### Extract to read:

· · ·

We explained that they had finished the roof, they had brought down all the tools, and that there were no hammers on the roof. His hammer had been in his hand when he fell. But he was so concerned that my brother promised to go back on the roof and check.

Sure enough, there, behind a chimney, where no one had seen it, was this hammer. He had taken both hammers with him, in case someone else needed one, and he had his bigger hammer in his hand, but the other had been on the roof.

The fact that he was so worried about his tools and that they be put away properly, even when he himself was seriously hurt, really represented my Dad's philosophy on life. You take care of the things you value, before you take care of yourself.

I'm not sure exactly when he got it, but like I said, he had it when I was 8 years old, so, This hammer is at least 35 years old. And although Estwing still makes a 16 oz straight claw hammer, similar to this one, this hammer is one of a kind.

It is nicked and scarred, and shows signs of use and hard work. It isn't shiny or flashy. But it is solid, dependable, and just as good today as the day it was built.

Every time I use it, I think of the things my Dad stood for, the things he taught me, and the things he tried, that never sank in. I like to think that each time, they sink in a little more, and although I lost my Dad almost five years ago now, His spirit is right there with me whenever I use his hammer.

~{@ @}~ ~{@ @}~ ~{@ @}~ ~{@ @}~

Be sure and join me each Tuesday for Tuesday Trivia Tie-in, where readers are invited to share trivia and show off their treasures.

Read all about it here


  1. Troy great post about a hammer and I vote for I think you are safe from expulsion.

  2. My dad passed away 5 yrs ago in May- it was my folk's wedding anniversary. I have so many good memories of him, and I am sure you do of your own dad - evidenced by this neat story! Since it is stored in your "files", you can relate it to your kids someday - and the lessons you learned about care of tools!!!

  3. What a wonderful story and memory! I think you're in! Vintage for sure.

  4. Old enough to be vintage and a treasure to have because of the memories. Great story!

  5. Lovely story about your dad. I still miss mine. Hold onto your memories and anything that reminds you of your dad.

  6. That's a great story about your Dad, and it was interesting to learn about Estwing hammers too.

  7. Very informative and interesting post, Troy. Great story about your dad. I enjoyed reading about your hammer, and, you know, it made me go look at the hammer we inherited from my husband's dad--not an Estwing but it shares a lot of the same characteristics. We both pick up that hammer over any other because its weight just feels perfect, solid, and balanced in your hand.

  8. You did a wonderful job on the research of that hammer. I truly enjoyed reading it as I have seen those hammers back when. You hammer may not be vintage but the story was.

  9. She can so NOT kick you out!! Vintage at it's best here....lovely memories and what an incredible man of character your Dad got some of it too, it shows.

· · ·

### Given data:

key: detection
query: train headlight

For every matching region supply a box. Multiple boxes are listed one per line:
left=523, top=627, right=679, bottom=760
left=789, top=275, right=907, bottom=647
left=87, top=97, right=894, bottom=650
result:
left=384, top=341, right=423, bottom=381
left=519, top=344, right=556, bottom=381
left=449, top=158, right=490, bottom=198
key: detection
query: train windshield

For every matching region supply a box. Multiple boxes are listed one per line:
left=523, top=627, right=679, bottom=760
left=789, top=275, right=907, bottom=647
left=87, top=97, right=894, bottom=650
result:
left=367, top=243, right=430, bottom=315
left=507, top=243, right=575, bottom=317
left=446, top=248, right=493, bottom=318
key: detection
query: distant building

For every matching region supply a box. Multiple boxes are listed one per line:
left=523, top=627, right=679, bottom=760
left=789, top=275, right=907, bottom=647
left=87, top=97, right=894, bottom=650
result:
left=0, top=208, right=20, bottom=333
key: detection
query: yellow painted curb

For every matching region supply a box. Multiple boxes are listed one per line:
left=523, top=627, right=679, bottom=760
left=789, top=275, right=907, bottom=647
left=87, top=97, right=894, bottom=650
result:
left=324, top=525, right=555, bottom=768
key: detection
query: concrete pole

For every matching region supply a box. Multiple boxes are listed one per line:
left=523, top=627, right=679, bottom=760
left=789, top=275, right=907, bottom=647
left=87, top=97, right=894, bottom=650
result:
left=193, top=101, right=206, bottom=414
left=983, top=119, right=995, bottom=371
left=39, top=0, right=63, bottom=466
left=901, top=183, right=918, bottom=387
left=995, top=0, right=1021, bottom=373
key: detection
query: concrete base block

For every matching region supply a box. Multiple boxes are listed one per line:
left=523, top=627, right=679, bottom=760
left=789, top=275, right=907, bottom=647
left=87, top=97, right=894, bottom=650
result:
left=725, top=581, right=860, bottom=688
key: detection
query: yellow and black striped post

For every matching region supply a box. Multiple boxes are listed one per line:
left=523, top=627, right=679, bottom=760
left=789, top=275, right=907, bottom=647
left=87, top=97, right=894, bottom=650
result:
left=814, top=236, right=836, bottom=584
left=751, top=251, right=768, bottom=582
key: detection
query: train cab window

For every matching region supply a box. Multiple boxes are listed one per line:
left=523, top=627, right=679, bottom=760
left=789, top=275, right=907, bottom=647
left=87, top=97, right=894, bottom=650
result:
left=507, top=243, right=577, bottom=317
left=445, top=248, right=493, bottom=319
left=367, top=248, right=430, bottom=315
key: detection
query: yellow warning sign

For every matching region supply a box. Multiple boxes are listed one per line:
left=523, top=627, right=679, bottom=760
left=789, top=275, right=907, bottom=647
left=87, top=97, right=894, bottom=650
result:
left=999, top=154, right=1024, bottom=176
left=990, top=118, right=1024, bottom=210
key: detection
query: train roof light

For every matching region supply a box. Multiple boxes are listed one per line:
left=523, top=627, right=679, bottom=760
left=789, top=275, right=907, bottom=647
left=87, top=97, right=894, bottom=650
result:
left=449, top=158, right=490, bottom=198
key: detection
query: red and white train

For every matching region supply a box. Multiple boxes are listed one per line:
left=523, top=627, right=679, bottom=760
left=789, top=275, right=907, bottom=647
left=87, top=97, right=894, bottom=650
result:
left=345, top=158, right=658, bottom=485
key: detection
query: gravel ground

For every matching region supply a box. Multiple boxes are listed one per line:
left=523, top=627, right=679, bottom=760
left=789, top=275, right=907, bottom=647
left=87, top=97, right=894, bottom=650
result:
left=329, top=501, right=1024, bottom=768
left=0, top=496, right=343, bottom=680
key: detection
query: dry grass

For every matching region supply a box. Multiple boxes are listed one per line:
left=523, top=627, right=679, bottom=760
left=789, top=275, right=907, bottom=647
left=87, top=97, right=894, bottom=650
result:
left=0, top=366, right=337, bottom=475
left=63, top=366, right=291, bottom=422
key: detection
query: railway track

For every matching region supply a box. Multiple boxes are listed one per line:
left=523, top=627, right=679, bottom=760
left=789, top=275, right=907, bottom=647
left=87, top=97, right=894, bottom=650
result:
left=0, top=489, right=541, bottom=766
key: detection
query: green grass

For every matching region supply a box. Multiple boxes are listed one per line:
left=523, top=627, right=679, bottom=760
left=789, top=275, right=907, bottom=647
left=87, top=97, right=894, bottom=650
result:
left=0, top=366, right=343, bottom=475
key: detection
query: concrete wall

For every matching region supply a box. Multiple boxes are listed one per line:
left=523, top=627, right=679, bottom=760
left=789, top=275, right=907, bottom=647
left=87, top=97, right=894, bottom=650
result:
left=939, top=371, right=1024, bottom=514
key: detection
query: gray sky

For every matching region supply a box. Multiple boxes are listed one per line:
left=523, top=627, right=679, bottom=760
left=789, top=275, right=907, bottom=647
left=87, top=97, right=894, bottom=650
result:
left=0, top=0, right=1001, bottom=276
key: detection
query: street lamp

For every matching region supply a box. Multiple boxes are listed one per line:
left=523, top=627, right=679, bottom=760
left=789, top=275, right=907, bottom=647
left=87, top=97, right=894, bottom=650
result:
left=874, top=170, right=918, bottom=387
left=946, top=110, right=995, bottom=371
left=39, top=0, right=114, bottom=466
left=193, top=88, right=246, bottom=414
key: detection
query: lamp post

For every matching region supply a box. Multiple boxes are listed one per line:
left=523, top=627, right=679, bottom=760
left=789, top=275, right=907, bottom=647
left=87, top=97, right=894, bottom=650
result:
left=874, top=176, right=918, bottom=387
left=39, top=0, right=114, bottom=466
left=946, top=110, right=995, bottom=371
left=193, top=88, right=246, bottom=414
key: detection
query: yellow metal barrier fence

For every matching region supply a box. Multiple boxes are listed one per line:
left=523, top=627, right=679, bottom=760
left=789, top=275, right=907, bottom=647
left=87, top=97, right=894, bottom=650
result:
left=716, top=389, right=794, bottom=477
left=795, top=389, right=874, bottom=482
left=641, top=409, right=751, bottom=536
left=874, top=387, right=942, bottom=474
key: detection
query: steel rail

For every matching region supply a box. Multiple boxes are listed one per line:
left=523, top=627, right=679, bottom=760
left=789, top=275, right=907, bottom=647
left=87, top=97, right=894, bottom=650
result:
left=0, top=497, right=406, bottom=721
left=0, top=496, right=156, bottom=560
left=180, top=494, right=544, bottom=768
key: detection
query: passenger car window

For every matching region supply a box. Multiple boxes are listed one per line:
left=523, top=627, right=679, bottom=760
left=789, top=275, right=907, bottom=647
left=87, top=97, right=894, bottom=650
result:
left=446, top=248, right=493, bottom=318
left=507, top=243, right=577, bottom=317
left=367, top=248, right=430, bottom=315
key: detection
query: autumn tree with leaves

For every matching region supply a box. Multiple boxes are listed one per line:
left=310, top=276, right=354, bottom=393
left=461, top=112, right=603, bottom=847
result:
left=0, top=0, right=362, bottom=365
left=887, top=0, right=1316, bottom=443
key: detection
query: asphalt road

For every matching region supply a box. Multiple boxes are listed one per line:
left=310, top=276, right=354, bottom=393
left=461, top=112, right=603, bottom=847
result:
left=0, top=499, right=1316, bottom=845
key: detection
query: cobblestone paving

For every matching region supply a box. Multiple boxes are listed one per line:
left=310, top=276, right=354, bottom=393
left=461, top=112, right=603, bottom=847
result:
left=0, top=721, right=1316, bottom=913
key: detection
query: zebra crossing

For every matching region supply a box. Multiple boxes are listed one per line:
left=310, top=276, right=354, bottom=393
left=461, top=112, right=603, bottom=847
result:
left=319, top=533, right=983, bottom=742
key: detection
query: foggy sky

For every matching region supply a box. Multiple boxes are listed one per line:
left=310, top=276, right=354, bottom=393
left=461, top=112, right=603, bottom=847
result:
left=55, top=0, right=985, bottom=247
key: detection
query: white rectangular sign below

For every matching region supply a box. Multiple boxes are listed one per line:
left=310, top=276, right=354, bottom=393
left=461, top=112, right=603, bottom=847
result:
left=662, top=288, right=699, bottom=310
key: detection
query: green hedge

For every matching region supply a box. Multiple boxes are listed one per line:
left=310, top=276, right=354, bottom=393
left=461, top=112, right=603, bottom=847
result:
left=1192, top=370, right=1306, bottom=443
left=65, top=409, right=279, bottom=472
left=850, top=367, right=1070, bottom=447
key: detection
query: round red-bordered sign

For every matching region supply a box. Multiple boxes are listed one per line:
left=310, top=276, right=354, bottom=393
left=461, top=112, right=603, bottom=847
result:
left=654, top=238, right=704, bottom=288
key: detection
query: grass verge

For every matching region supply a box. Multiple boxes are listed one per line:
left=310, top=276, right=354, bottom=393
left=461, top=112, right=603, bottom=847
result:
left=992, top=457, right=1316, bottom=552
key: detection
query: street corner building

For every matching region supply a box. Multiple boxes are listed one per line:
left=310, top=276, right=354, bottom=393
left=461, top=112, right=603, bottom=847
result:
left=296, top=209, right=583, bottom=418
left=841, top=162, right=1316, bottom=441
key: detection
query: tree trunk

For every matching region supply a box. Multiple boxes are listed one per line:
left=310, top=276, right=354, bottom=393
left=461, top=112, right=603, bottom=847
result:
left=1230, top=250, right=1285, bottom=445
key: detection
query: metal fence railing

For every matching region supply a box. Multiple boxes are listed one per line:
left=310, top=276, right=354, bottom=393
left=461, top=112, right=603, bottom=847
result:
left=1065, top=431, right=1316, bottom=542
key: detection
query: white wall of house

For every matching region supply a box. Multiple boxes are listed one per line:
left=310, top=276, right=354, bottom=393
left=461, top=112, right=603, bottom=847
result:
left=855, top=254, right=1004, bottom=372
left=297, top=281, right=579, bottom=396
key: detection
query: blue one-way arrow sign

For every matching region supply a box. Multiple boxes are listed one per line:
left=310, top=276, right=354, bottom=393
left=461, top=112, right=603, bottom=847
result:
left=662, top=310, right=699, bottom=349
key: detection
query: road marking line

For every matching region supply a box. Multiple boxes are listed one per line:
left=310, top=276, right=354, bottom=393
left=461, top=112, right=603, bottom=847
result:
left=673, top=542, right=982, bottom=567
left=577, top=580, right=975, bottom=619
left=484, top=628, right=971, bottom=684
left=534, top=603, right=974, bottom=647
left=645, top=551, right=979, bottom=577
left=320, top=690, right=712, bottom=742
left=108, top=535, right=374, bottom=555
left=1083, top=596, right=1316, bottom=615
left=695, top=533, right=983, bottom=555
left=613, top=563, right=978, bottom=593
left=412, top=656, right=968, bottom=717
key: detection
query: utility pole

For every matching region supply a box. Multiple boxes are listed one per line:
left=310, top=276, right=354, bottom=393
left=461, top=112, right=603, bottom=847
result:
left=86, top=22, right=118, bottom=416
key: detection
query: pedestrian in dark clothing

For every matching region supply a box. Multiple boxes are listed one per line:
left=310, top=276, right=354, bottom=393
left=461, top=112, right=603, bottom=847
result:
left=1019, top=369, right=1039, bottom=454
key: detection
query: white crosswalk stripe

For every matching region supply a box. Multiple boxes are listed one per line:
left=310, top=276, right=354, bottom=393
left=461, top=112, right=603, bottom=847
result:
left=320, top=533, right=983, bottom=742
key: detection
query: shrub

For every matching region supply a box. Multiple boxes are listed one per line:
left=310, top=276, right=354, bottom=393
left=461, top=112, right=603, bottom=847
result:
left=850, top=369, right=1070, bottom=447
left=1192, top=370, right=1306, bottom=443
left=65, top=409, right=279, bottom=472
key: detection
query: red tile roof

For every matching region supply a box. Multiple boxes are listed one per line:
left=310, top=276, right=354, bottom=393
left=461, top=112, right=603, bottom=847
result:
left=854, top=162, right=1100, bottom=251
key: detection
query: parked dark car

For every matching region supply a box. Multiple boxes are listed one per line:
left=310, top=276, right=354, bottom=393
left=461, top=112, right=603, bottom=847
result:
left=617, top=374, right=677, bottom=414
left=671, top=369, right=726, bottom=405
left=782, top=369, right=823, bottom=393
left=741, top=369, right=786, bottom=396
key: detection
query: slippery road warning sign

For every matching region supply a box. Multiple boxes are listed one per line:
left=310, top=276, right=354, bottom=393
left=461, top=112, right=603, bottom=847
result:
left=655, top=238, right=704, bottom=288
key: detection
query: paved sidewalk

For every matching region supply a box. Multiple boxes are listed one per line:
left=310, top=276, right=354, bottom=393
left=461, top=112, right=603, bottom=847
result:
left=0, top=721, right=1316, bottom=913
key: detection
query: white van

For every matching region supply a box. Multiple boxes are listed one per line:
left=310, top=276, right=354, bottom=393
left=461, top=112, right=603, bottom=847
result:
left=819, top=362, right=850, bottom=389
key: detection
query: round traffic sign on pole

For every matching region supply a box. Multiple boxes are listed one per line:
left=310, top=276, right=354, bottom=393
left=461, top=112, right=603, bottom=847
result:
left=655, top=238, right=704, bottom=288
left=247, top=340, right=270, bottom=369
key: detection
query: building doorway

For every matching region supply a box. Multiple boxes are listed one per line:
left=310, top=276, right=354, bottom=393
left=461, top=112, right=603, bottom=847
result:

· · ·

### What this exercise asks:
- a) In the hammer story, where was the second hammer found?
- b) Please reproduce everything in the hammer story from "We explained that" down to "care of yourself.".
The lines are separate from the hammer story.

### Expected results:
- a) Behind a chimney on the roof.

- b)
We explained that they had finished the roof, they had brought down all the tools, and that there were no hammers on the roof. His hammer had been in his hand when he fell. But he was so concerned that my brother promised to go back on the roof and check.

Sure enough, there, behind a chimney, where no one had seen it, was this hammer. He had taken both hammers with him, in case someone else needed one, and he had his bigger hammer in his hand, but the other had been on the roof.

The fact that he was so worried about his tools and that they be put away properly, even when he himself was seriously hurt, really represented my Dad's philosophy on life. You take care of the things you value, before you take care of yourself.